STATED GOAL:
Copy out, word for word, the lines of the material below, starting at the line that contains "bunch, including partially occluded ones." and ending at the last line of the material.

EXERCISE INPUTS:
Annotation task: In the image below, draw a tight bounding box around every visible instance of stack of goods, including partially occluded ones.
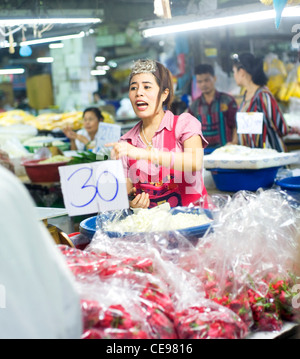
[59,190,300,339]
[0,110,114,131]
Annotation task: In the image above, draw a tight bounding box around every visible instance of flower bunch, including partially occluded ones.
[175,303,248,339]
[81,300,149,339]
[140,282,177,339]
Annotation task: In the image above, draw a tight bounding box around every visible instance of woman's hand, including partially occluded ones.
[129,187,150,208]
[63,126,77,140]
[105,141,148,160]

TASK ANSWER:
Annotation task: In the image above, draw a tight bounding box around every visible instance of flower bunch, including partially occluded ones.
[175,303,248,339]
[81,300,149,339]
[140,282,177,339]
Annotation task: In the image above, draw a tight bounding box around every visible instance of woman's hand, including partially occluded ones.
[129,187,150,208]
[63,126,77,140]
[105,141,148,160]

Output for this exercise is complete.